**Requirement 1**
Condense the paragraph of the article on the witchcraft lawsuit that begins "Deanna Whetstine, formerly of St. Charles" into a bulleted list that keeps its main facts.
**Requirement 2**
Extend the article on the witchcraft lawsuit with a few more paragraphs, picking up right after its final sentence.

**Passage**
____________

Wednesday, March 30, 2005

Witchcraft, coercion alleged in lawsuit

Here is a story from suburban Chicago:
A second woman has filed a lawsuit against Delnor-Community Hospital claiming a former psychologist there subjected her to witchcraft under the guise of therapy. ...

Deanna Whetstine, formerly of St. Charles, filed a lawsuit in Kane County Monday asking for more than $50,000 because she was exposed to witchcraft, threats and sexual advances at the St. Charles campus of the hospital from July 2002 to December 2004, according to the suit.

According to the lawsuit, Whetstine went to Libman for treatment of reflex sympathetic dystrophy syndrome, a neurological syndrome characterized by disabling pain.

During the treatment, Whetstine claims she was taught spells, told her current religion of Buddhism was bad and falsely told her medical condition was terminal.

Whetstine divorced her husband at Libman’s behest and moved in with the doctor at her home on Elm Street in St. Charles, where she was forced to take care of the house and take nude photos of Libman, the lawsuit contends. ...

Stavins said Whetstine felt threatened into continuing to see Libman. According to the lawsuit, Libman threatened Whetstine with a gun, told her she was an expert in poison, and said the hospital relied upon her to decide which patients should live or die.

____________

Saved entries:
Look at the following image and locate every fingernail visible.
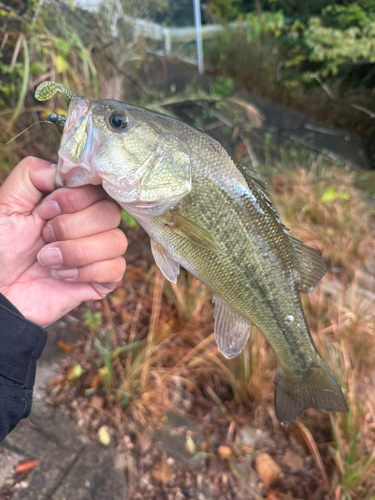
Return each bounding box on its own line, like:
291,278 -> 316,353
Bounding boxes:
42,224 -> 57,243
39,200 -> 61,219
38,247 -> 63,266
51,268 -> 78,280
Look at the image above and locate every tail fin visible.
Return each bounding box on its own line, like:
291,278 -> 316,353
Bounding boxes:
275,358 -> 349,424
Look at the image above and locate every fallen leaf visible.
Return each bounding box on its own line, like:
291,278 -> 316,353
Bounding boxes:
90,394 -> 104,408
151,453 -> 173,484
281,448 -> 303,471
135,431 -> 151,453
109,287 -> 127,306
120,311 -> 133,325
98,425 -> 111,446
217,445 -> 232,460
16,460 -> 40,474
66,363 -> 83,381
57,340 -> 73,354
255,453 -> 281,489
185,436 -> 196,455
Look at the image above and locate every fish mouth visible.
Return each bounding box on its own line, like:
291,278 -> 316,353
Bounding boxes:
56,98 -> 102,187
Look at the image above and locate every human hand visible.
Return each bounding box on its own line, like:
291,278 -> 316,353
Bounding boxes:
0,157 -> 127,326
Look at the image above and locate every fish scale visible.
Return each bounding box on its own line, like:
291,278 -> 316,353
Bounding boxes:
36,82 -> 348,423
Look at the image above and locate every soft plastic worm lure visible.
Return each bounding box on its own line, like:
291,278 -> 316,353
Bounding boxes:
35,82 -> 78,134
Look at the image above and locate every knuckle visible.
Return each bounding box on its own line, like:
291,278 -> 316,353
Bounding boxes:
113,229 -> 128,254
52,215 -> 69,239
98,200 -> 121,227
71,241 -> 88,265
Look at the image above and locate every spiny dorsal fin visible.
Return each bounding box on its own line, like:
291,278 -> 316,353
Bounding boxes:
212,295 -> 251,359
288,234 -> 327,293
232,158 -> 289,231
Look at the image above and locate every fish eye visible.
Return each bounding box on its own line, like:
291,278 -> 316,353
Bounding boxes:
109,113 -> 128,130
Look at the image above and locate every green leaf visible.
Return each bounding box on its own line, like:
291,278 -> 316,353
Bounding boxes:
56,56 -> 69,73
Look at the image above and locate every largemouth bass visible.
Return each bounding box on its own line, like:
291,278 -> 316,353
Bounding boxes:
36,82 -> 348,423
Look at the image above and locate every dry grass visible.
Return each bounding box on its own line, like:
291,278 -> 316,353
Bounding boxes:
47,169 -> 375,500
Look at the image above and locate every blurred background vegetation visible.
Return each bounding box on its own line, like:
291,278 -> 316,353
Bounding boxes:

____________

**Task answer 1**
- Plaintiff: Deanna Whetstine, formerly of St. Charles
- Filed: Monday, in Kane County
- Amount sought: more than $50,000
- Alleged exposure: witchcraft, threats and sexual advances
- Place: the St. Charles campus of the hospital
- Period: July 2002 to December 2004

**Task answer 2**
The lawsuit comes a little more than a week after a similar lawsuit was filed in federal court by Shelley Standau, a North Carolina resident formerly from Woodstock. Standau claimed she was coerced during therapy into acts of nudity and self-mutilation and into joining a Wiccan coven while receiving treatment from September 2001 to June 2004. Standau’s lawsuit seeks more than $1 million from the hospital, claiming the therapy increased her depression and sparked three suicide attempts.
The whole field of psychologists is overrun with wackos like this. I am trying to comply with the expectations of the family court, but it is difficult. The court supplied the names of five psychotherapists that I could consult. I tried contacting them, but two of them have already called me back and told me that they do not take parents who are engaged in custody disputes. Sigh. Why are they even on the court list? The remaining ones could very well be Wiccans for all I know.